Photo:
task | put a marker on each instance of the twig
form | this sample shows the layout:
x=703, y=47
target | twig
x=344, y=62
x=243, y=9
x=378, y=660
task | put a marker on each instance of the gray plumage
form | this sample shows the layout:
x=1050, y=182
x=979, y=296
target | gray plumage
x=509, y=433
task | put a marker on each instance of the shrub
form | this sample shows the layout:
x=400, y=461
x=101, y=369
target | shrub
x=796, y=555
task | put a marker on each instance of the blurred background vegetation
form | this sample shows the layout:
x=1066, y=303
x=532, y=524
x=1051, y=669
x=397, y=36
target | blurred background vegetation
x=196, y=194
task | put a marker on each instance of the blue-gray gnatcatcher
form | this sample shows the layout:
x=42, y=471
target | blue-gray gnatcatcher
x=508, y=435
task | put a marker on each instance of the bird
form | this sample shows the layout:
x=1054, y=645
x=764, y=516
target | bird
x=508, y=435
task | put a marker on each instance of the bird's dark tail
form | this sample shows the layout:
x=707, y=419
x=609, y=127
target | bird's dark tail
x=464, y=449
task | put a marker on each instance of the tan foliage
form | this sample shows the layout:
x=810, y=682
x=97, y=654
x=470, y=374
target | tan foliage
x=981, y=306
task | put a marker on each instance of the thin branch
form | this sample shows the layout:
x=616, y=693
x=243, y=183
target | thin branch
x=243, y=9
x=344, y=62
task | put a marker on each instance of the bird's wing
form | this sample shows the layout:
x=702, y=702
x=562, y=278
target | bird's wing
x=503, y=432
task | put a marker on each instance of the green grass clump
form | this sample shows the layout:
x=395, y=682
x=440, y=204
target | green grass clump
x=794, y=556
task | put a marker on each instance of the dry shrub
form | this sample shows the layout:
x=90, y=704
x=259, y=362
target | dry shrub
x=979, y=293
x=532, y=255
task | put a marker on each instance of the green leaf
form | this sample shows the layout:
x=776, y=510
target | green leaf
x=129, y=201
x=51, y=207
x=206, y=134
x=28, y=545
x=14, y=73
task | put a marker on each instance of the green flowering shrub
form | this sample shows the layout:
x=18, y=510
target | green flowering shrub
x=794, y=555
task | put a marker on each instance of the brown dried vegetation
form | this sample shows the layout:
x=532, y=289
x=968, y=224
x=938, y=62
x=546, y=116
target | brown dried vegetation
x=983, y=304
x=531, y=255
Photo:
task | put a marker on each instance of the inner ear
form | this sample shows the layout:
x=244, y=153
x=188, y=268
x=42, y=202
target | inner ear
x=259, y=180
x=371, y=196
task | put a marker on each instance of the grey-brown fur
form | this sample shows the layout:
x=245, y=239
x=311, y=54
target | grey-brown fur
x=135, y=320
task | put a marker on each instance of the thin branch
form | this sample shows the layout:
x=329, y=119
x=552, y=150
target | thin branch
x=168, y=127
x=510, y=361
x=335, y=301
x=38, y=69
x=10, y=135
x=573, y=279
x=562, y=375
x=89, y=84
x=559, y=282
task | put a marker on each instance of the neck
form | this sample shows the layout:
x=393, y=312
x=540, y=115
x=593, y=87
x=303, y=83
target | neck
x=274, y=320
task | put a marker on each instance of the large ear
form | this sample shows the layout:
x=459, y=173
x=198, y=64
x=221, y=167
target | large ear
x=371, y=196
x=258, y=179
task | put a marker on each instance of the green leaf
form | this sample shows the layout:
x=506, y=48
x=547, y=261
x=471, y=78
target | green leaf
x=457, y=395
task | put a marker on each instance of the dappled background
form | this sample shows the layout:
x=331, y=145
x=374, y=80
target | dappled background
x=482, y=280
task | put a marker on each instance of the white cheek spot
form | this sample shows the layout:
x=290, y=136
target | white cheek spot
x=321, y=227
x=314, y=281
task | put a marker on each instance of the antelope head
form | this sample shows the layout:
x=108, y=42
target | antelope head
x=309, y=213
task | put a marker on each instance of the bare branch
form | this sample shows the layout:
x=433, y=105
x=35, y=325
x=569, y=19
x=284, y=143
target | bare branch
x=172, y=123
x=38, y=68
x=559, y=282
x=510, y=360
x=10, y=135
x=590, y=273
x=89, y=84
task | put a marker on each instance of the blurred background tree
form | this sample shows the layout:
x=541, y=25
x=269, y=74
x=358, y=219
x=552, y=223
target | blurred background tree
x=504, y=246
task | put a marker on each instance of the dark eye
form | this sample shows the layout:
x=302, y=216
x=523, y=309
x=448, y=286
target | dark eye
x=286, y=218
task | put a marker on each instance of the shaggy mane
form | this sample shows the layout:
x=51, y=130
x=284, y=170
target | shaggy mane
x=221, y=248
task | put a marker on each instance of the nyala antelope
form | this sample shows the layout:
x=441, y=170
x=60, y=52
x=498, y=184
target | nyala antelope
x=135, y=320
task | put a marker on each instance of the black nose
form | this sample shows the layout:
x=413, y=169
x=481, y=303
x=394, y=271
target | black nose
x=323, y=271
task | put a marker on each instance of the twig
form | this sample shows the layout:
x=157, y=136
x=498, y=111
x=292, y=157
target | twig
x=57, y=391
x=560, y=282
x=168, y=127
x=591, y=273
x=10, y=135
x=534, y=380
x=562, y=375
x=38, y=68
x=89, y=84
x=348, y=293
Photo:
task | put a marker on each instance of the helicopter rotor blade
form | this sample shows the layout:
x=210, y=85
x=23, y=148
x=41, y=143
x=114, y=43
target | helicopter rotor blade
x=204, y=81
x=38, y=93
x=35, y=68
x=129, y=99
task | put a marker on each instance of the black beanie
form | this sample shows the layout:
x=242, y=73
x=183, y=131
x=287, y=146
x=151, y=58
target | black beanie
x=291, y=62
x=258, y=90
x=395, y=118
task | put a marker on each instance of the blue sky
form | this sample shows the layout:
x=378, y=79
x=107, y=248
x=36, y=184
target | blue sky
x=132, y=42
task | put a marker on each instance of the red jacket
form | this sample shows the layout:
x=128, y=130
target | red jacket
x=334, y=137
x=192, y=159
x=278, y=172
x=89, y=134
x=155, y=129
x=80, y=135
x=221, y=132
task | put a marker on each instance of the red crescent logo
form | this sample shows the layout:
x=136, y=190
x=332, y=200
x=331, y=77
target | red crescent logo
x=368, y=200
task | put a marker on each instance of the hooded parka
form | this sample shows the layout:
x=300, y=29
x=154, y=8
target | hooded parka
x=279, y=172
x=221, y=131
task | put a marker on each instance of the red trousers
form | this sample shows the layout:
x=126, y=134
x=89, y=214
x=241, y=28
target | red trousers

━━━

Work to complete: Your answer should consist of each line above in which "trousers" appears.

Exercise solution:
task | put a marker on each instance of the red trousers
target | red trousers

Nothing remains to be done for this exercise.